_Provided text_.
================

Benefit under BIFR Scheme cannot be Claimed after Approval of Resolution Plan under IBC: NCLAT rules in favour of Axis Bank Ltd [Read Order]
The bench held that the failure of the BIFR scheme does not create an independent cause of action that too after the approval of the resolution plan by none other than the Respondent itself.
![Benefit under BIFR Scheme cannot be Claimed after Approval of Resolution Plan under IBC: NCLAT rules in favour of Axis Bank Ltd [Read Order] Benefit under BIFR Scheme cannot be Claimed after Approval of Resolution Plan under IBC: NCLAT rules in favour of Axis Bank Ltd [Read Order]](https://images.taxscan.in/h-upload/2025/11/05/2102454-benefit-bifr-scheme-approval-of-resolution-plan-under-ibc-nclat-axis-bank-ltd-taxscan.webp)
In a ruling which favours Axis Bank Ltd, the New Delhi bench of the National Company Law Appellate Tribunal (NCLAT) has held that benefit under the Board for Industrial & Financial Reconstruction (BIFR) scheme cannot be claimed after approval of resolution Plan under the Insolvency Bankruptcy Code (IBC), 2016.
Trinity Auto Components Ltd., the appellant challenged the order dated 26.06.2024 passed by the National Company Law Tribunal, Mumbai Bench, Court-II, whereby the IA No. 2585 of 2019 moved by the appellant has been partly allowed. The case of the appellant as is reflected from the record is that the appellant/Trinity Auto Components Ltd. was engaged in the manufacture of critical closed die forged parts for engines and chassis for heavy commercial vehicles.

================

_Problems and tasks_.
[1] Using the article on the NCLAT ruling in favor of Axis Bank Ltd, decide whether each statement is supported. Answer yes or no for each, quoting the words of the text that decide it.
(a) The ruling was delivered by the Mumbai bench of the National Company Law Appellate Tribunal.
(b) The order challenged by the appellant was dated 26.06.2024.
(c) IA No. 2585 of 2019 was allowed in full.
[2] Render this sentence from the article on the NCLAT ruling in Spanish: "The bench held that the failure of the BIFR scheme does not create an independent cause of action that too after the approval of the resolution plan by none other than the Respondent itself."
[3] Proceed with the article on the NCLAT ruling in favor of Axis Bank Ltd, picking up after its final sentence.

================

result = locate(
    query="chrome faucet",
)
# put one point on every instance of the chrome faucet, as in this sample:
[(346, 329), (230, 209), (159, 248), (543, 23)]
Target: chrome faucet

================

_Exercise responses_.
[1]
(a) No: "the New Delhi bench of the National Company Law Appellate Tribunal (NCLAT)"
(b) Yes: "the order dated 26.06.2024 passed by the National Company Law Tribunal, Mumbai Bench, Court-II"
(c) No: "has been partly allowed"

[2] El tribunal sostuvo que el fracaso del esquema de la BIFR no genera una causa de acción independiente, y menos aún después de la aprobación del plan de resolución por nada menos que el propio Recurrido.

[3]
The company was taken over for its rehabilitation by Tarini Steels Ltd. under the scheme sanctioned by the erstwhile Board for Industrial & Financial Reconstruction (BIFR) under the provisions of erstwhile SICA, 1985, vide order dated 07.11.2014, which was also modified by the Hon'ble Delhi High Court's orders dated 15.05.2015 and 27.05.2015.
In the event of change of management under the BIFR scheme, the said scheme became binding on all concerned in terms of provisions of Section 19(3) r/w Section 18(8) of erstwhile SICA, 1985. The sanctioned scheme provided an option to unsecured creditors either to accept 15% of the Principal amount or to wait for recovery of full dues after the scheme worked itself out.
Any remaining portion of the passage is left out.